§ **Selection**:

****************

PCB Defect Detection

Automated PCB defect detection using YOLOv8. Train models, run evaluations, deploy to production — everything you need for computer vision in manufacturing.

Built for a university ML project, but it actually works. Runs on NVIDIA/AMD GPUs, Apple Silicon, and CPU-only systems.

Why this exists

Most PCB detection tutorials stop at "congrats, you trained a model!" This project goes further:

Cross-platform - Works on whatever hardware you have (tested on NVIDIA, Apple M1, CPU)
Actually deploys - REST API, Docker containers, performance monitoring
Production features - ONNX optimization, INT8 quantization, robustness testing
Research-friendly - Cross-validation, hyperparameter tuning, statistical analysis
Honest logging - Everything auto-logs to logs/ so you can write reports

I needed something that would work for both my coursework AND potentially in real manufacturing. So here we are.

Quick Start

Fastest path (5 minutes):

# 1. Install
pip install -e ".[dev]"

# 2. Generate a tiny test dataset
python samples/generate_sample_dataset.py

# 3. Train (takes ~2 minutes on GPU, ~10 on CPU)
export PCB_CONFIG=$(pwd)/samples/sample_config.yaml
pcb-dd train-baseline --epochs 10

# 4. See results
ls logs/

Full workflow (30-45 minutes):

# Runs everything: download dataset, train, evaluate, generate reports
python start.py

Just want to test the API?

# Use a pretrained model or train one first
pcb-dd train-baseline
pcb-dd api

# In another terminal
curl -X POST "http://localhost:8000/detect" \
  -F "file=@path/to/pcb_image.jpg"

****************

§ **Data lines**:
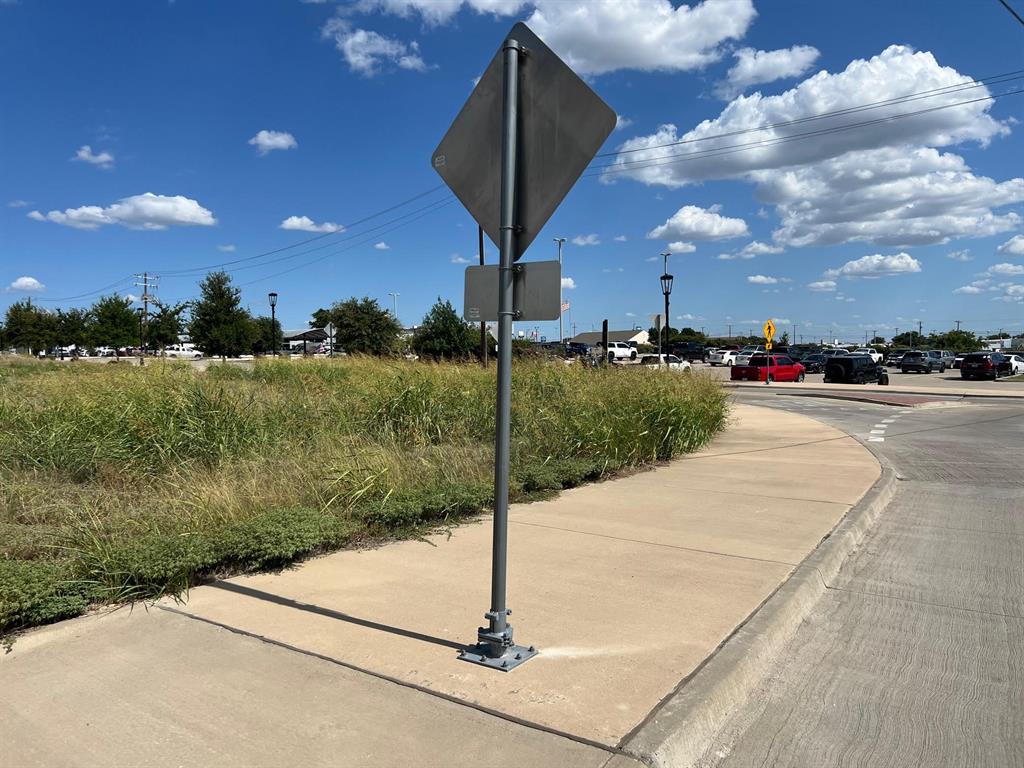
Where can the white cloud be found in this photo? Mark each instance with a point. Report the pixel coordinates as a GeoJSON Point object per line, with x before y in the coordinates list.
{"type": "Point", "coordinates": [145, 211]}
{"type": "Point", "coordinates": [366, 51]}
{"type": "Point", "coordinates": [306, 224]}
{"type": "Point", "coordinates": [266, 141]}
{"type": "Point", "coordinates": [693, 222]}
{"type": "Point", "coordinates": [754, 67]}
{"type": "Point", "coordinates": [678, 247]}
{"type": "Point", "coordinates": [599, 36]}
{"type": "Point", "coordinates": [1006, 269]}
{"type": "Point", "coordinates": [26, 284]}
{"type": "Point", "coordinates": [758, 249]}
{"type": "Point", "coordinates": [877, 265]}
{"type": "Point", "coordinates": [1013, 247]}
{"type": "Point", "coordinates": [889, 197]}
{"type": "Point", "coordinates": [895, 72]}
{"type": "Point", "coordinates": [85, 155]}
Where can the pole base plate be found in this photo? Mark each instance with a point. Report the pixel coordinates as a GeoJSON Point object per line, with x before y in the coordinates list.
{"type": "Point", "coordinates": [512, 657]}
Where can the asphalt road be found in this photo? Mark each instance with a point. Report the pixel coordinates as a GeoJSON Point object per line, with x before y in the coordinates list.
{"type": "Point", "coordinates": [914, 656]}
{"type": "Point", "coordinates": [947, 380]}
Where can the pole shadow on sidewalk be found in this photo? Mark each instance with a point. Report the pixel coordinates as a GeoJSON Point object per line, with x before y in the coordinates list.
{"type": "Point", "coordinates": [289, 603]}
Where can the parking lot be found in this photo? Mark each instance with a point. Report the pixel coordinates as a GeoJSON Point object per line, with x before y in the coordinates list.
{"type": "Point", "coordinates": [949, 381]}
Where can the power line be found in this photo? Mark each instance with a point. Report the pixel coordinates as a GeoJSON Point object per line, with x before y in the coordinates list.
{"type": "Point", "coordinates": [345, 227]}
{"type": "Point", "coordinates": [202, 270]}
{"type": "Point", "coordinates": [967, 84]}
{"type": "Point", "coordinates": [443, 204]}
{"type": "Point", "coordinates": [123, 281]}
{"type": "Point", "coordinates": [634, 165]}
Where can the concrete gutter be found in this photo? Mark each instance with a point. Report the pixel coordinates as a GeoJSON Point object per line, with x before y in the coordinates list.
{"type": "Point", "coordinates": [677, 732]}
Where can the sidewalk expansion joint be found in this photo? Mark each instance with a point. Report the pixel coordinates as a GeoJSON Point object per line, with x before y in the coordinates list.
{"type": "Point", "coordinates": [919, 602]}
{"type": "Point", "coordinates": [612, 751]}
{"type": "Point", "coordinates": [656, 544]}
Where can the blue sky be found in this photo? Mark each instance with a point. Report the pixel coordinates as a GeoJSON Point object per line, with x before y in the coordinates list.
{"type": "Point", "coordinates": [174, 136]}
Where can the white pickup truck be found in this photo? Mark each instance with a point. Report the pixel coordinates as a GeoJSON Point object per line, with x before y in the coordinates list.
{"type": "Point", "coordinates": [617, 350]}
{"type": "Point", "coordinates": [722, 357]}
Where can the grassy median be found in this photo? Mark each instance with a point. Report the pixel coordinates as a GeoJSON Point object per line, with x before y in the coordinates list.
{"type": "Point", "coordinates": [119, 482]}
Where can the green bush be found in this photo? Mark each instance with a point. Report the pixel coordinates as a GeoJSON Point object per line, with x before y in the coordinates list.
{"type": "Point", "coordinates": [120, 482]}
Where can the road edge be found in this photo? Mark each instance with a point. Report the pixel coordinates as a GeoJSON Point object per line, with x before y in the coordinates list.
{"type": "Point", "coordinates": [679, 732]}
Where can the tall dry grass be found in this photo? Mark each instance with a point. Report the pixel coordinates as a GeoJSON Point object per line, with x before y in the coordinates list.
{"type": "Point", "coordinates": [121, 482]}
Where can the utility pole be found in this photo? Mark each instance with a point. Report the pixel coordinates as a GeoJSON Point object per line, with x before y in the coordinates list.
{"type": "Point", "coordinates": [561, 298]}
{"type": "Point", "coordinates": [394, 300]}
{"type": "Point", "coordinates": [483, 324]}
{"type": "Point", "coordinates": [143, 322]}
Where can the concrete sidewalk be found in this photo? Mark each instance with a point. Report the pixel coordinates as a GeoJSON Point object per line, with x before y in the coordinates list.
{"type": "Point", "coordinates": [626, 587]}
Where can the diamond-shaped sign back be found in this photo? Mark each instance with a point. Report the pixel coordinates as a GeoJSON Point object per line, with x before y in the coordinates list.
{"type": "Point", "coordinates": [562, 124]}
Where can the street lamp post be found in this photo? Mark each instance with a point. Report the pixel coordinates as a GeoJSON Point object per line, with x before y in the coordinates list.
{"type": "Point", "coordinates": [666, 289]}
{"type": "Point", "coordinates": [394, 304]}
{"type": "Point", "coordinates": [561, 298]}
{"type": "Point", "coordinates": [141, 343]}
{"type": "Point", "coordinates": [272, 296]}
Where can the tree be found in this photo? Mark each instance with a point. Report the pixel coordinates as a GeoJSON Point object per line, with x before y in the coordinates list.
{"type": "Point", "coordinates": [74, 327]}
{"type": "Point", "coordinates": [361, 327]}
{"type": "Point", "coordinates": [165, 325]}
{"type": "Point", "coordinates": [444, 335]}
{"type": "Point", "coordinates": [263, 335]}
{"type": "Point", "coordinates": [30, 328]}
{"type": "Point", "coordinates": [219, 325]}
{"type": "Point", "coordinates": [957, 341]}
{"type": "Point", "coordinates": [115, 324]}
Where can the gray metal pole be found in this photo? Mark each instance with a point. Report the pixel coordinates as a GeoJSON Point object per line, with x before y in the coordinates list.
{"type": "Point", "coordinates": [495, 646]}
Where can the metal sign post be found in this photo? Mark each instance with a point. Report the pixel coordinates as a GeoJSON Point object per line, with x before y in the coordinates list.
{"type": "Point", "coordinates": [550, 125]}
{"type": "Point", "coordinates": [769, 332]}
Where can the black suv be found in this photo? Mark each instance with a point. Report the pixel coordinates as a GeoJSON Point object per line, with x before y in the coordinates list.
{"type": "Point", "coordinates": [854, 369]}
{"type": "Point", "coordinates": [985, 366]}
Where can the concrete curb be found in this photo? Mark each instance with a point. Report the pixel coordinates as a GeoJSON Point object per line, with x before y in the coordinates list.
{"type": "Point", "coordinates": [678, 732]}
{"type": "Point", "coordinates": [888, 389]}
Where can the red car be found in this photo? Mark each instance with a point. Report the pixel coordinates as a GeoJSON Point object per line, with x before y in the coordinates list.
{"type": "Point", "coordinates": [782, 369]}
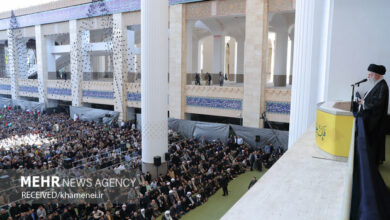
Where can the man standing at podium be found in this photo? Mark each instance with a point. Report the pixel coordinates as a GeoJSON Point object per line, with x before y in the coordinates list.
{"type": "Point", "coordinates": [373, 107]}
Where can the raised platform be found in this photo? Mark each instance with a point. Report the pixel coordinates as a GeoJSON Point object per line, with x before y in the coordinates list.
{"type": "Point", "coordinates": [305, 183]}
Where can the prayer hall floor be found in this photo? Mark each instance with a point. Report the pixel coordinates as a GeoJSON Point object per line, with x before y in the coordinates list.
{"type": "Point", "coordinates": [218, 205]}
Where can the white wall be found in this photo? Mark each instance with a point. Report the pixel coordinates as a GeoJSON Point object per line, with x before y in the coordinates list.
{"type": "Point", "coordinates": [208, 46]}
{"type": "Point", "coordinates": [360, 36]}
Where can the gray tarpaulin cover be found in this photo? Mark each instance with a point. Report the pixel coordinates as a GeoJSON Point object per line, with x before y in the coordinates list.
{"type": "Point", "coordinates": [24, 105]}
{"type": "Point", "coordinates": [276, 138]}
{"type": "Point", "coordinates": [211, 131]}
{"type": "Point", "coordinates": [91, 114]}
{"type": "Point", "coordinates": [186, 128]}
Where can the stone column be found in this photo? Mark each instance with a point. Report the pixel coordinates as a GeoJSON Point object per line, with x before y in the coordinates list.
{"type": "Point", "coordinates": [119, 50]}
{"type": "Point", "coordinates": [308, 58]}
{"type": "Point", "coordinates": [13, 62]}
{"type": "Point", "coordinates": [42, 70]}
{"type": "Point", "coordinates": [131, 66]}
{"type": "Point", "coordinates": [218, 53]}
{"type": "Point", "coordinates": [189, 41]}
{"type": "Point", "coordinates": [281, 58]}
{"type": "Point", "coordinates": [240, 60]}
{"type": "Point", "coordinates": [154, 83]}
{"type": "Point", "coordinates": [87, 72]}
{"type": "Point", "coordinates": [3, 67]}
{"type": "Point", "coordinates": [195, 55]}
{"type": "Point", "coordinates": [292, 58]}
{"type": "Point", "coordinates": [51, 63]}
{"type": "Point", "coordinates": [76, 65]}
{"type": "Point", "coordinates": [256, 38]}
{"type": "Point", "coordinates": [177, 61]}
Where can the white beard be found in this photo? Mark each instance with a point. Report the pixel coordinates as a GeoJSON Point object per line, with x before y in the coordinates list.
{"type": "Point", "coordinates": [371, 81]}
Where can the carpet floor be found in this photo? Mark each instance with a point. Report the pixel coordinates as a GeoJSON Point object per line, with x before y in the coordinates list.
{"type": "Point", "coordinates": [218, 205]}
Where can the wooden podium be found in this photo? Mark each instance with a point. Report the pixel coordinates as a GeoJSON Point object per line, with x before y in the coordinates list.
{"type": "Point", "coordinates": [334, 125]}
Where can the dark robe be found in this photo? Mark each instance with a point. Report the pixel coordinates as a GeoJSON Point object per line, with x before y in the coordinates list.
{"type": "Point", "coordinates": [374, 116]}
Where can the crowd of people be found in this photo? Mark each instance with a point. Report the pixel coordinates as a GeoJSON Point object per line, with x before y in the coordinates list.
{"type": "Point", "coordinates": [196, 168]}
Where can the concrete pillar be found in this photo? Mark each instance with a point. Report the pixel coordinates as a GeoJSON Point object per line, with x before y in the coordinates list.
{"type": "Point", "coordinates": [120, 65]}
{"type": "Point", "coordinates": [76, 65]}
{"type": "Point", "coordinates": [292, 59]}
{"type": "Point", "coordinates": [177, 61]}
{"type": "Point", "coordinates": [42, 71]}
{"type": "Point", "coordinates": [3, 67]}
{"type": "Point", "coordinates": [240, 59]}
{"type": "Point", "coordinates": [190, 47]}
{"type": "Point", "coordinates": [154, 83]}
{"type": "Point", "coordinates": [218, 53]}
{"type": "Point", "coordinates": [50, 58]}
{"type": "Point", "coordinates": [280, 71]}
{"type": "Point", "coordinates": [195, 55]}
{"type": "Point", "coordinates": [131, 66]}
{"type": "Point", "coordinates": [87, 72]}
{"type": "Point", "coordinates": [312, 32]}
{"type": "Point", "coordinates": [13, 62]}
{"type": "Point", "coordinates": [256, 38]}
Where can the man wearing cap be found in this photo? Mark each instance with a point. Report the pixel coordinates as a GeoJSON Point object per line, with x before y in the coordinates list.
{"type": "Point", "coordinates": [373, 108]}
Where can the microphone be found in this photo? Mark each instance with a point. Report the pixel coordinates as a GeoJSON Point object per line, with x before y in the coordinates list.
{"type": "Point", "coordinates": [361, 81]}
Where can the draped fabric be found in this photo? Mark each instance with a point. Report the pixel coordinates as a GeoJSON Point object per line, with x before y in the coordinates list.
{"type": "Point", "coordinates": [96, 115]}
{"type": "Point", "coordinates": [370, 195]}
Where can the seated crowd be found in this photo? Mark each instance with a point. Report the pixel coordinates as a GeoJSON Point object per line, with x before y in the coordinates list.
{"type": "Point", "coordinates": [196, 168]}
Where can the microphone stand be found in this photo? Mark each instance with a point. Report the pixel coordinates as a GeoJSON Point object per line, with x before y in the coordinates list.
{"type": "Point", "coordinates": [353, 93]}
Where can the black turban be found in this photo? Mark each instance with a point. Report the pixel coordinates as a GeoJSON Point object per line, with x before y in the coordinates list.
{"type": "Point", "coordinates": [379, 69]}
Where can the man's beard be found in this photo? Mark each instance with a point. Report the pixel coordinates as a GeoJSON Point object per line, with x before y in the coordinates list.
{"type": "Point", "coordinates": [371, 81]}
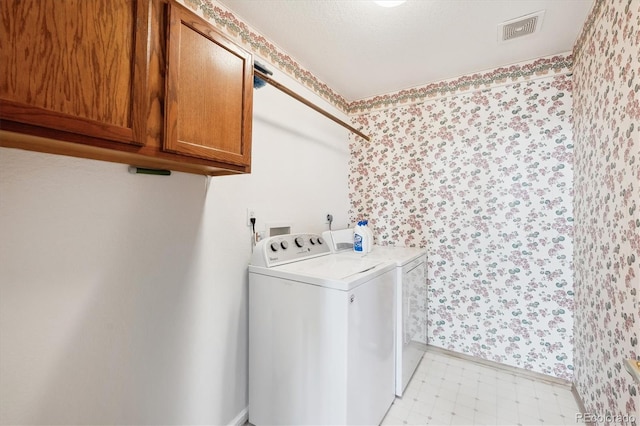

****************

In the PCB defect detection text, what reason is given for having everything log automatically to logs/? Answer in one to three sentences.

Everything logs automatically to logs/ so that you can write reports from it.